- [QUESTIONS]:
a - Reproduce the part of the healthcare discussion starting at "Complaining about government" and ending at "and raising costs.".
b - Summarize the healthcare discussion in two sentences.
c - Write what comes next in the healthcare discussion, picking up after its final sentence.
[DOCUMENT TEXT — start]
I assume that you care about people that is why you are going into the healthcare field, so I know you are a good person.
You and I essentially want the same thing. So why don’t we work to create the kind of system we want to see?
Complaining about government and repealing laws won’t help. If you want a free market system create it, there is nothing stopping you. As you said the system under insurance is way overpriced and this leaves a big opening for those like yourself and I who have the skills to step up, create a cheap health solution and make the world a better place along the way!
Stephen
Ana says
Phew, this is getting tiring. First some clarifications on where I stand on the three points.
1) There are many ways to demonstrate competency. I am arguing against the AMA’s essential monopoly on licensing. There could be other mechanisms that could protect patients. Licensing does not protect patients. It hurts them by limiting the supply of doctors and raising costs.
“A recent example of the AMA’s use of licensure was their attempt — ostensibly for “patient safety,” — to regulate Walmart’s creation of low-cost retail clinics by preventing the clinics from operating using only nurse practioners.[10] The practioners would have only been providing very basic medical services, such as administering needles and prescribing drugs, which Van Ruth et al. conclude carries no extra risk to patients.[11]
It is precisely the sort of clinics operated by Walmart that allow consumers — and especially the poorest in society — access to basic, affordable healthcare. By regulating these clinics and reducing the supply of doctors and providers, the AMA has caused higher prices for American consumers of healthcare.”
2) Many hospitals would choose to provide care regardless of ability to pay and I believe this should be voluntary, not done by force.
3) With so many dependents, government provided healthcare would have to be phased out over time. I am not for destroying these programs overnight.
[DOCUMENT TEXT — finish]
[RECORDED DATA — start]
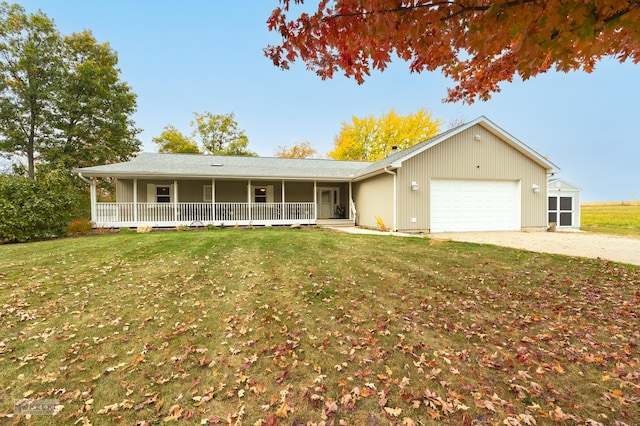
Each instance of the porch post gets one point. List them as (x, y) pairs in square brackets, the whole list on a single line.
[(350, 200), (213, 198), (283, 206), (175, 201), (315, 201), (135, 199), (249, 198), (94, 205)]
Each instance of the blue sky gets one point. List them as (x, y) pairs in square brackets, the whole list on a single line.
[(197, 55)]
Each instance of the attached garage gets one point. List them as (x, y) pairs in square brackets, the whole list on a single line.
[(459, 205)]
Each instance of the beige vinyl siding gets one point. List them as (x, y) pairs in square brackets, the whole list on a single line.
[(462, 157), (124, 190), (374, 197), (298, 192)]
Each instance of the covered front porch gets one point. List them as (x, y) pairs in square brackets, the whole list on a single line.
[(170, 203)]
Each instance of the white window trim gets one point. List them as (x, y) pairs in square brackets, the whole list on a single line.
[(207, 195)]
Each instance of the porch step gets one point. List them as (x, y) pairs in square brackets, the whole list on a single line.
[(335, 223)]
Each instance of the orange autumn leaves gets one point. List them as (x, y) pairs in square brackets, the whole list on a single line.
[(477, 43)]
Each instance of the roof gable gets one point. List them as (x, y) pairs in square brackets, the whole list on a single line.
[(396, 159)]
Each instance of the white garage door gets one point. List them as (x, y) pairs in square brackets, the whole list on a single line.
[(474, 205)]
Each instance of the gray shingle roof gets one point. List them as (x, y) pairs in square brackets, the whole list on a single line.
[(210, 166)]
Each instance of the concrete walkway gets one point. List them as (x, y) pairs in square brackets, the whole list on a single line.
[(580, 244)]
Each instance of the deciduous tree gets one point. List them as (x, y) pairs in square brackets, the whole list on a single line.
[(93, 108), (299, 150), (61, 98), (477, 43), (30, 76), (173, 141), (219, 134), (372, 139)]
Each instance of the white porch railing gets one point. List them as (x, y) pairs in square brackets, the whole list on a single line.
[(172, 214)]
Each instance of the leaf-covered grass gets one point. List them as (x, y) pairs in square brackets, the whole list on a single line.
[(608, 218), (300, 327)]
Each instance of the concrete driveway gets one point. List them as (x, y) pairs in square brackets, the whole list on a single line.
[(609, 247), (618, 249)]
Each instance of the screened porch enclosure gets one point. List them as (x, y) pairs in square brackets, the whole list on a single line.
[(165, 203)]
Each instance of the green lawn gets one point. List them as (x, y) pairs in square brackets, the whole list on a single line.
[(618, 219), (301, 326)]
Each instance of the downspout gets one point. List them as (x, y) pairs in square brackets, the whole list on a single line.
[(395, 201)]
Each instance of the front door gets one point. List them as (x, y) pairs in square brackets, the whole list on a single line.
[(327, 200)]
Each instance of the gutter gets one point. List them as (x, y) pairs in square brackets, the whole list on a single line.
[(84, 179), (395, 200)]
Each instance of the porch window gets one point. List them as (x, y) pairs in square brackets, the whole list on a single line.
[(206, 194), (163, 194), (260, 194)]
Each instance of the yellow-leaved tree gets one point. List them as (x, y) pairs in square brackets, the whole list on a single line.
[(372, 139)]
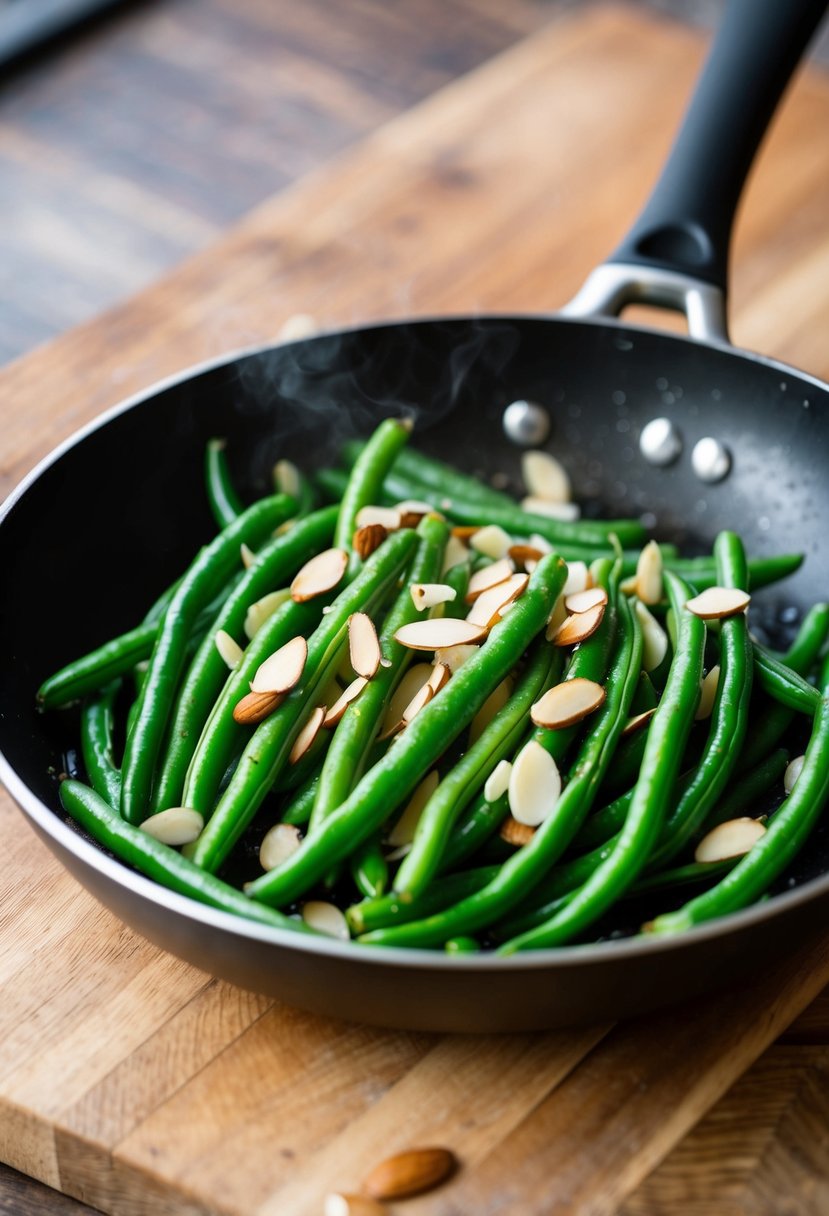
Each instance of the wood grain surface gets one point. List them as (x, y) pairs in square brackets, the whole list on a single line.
[(136, 1084)]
[RECORDED DATA — finish]
- [YOUR WRITTEN ANSWERS]:
a -
Complaining about government and repealing laws won’t help. If you want a free market system create it, there is nothing stopping you. As you said the system under insurance is way overpriced and this leaves a big opening for those like yourself and I who have the skills to step up, create a cheap health solution and make the world a better place along the way!
Stephen
Ana says
Phew, this is getting tiring. First some clarifications on where I stand on the three points.
1) There are many ways to demonstrate competency. I am arguing against the AMA’s essential monopoly on licensing. There could be other mechanisms that could protect patients. Licensing does not protect patients. It hurts them by limiting the supply of doctors and raising costs.

b - Stephen argues that, instead of complaining about government and repealing laws, people with the skills should create a cheap health solution, since the system under insurance is overpriced. Ana answers that the AMA's essential monopoly on licensing hurts patients by limiting the supply of doctors and raising costs, as in its attempt to regulate Walmart's low-cost retail clinics, and adds that care regardless of ability to pay should be voluntary and government-provided healthcare phased out over time.

c -
Stephen, as you said, this is truly a social problem as much as it is a healthcare problem. What do you see as the role of government in healthcare? What do you think the role of government is in general? I’ve pretty much exposed my views as libertarian with all my links to the Mises Institute 🙂
The reason I am critical of some government policies is because they have real and long term consequences on all of us, from the safety of the cars we drive to the purchasing power of the dollar. Poor families cannot afford food, housing, or fuel, much less healthcare. Monetary policy and increasing inflation are decided by the Federal reserve and our government. These policies directly effect the growing numbers of impoverished in this country. We cannot ignore this if we seek to change things for the better. More people need to understand the causes of our nation’s problems as our economic circumstances worsen, so that we don’t offer more of the same as the solution.
The free market has been wrongly blamed for all of our ills. Unfortunately, we do not have nor have we had a truly free market. A free market consists of free people making decisions that allows them to better their lives by providing services or goods to others. Force and coercion are not part of a free market system.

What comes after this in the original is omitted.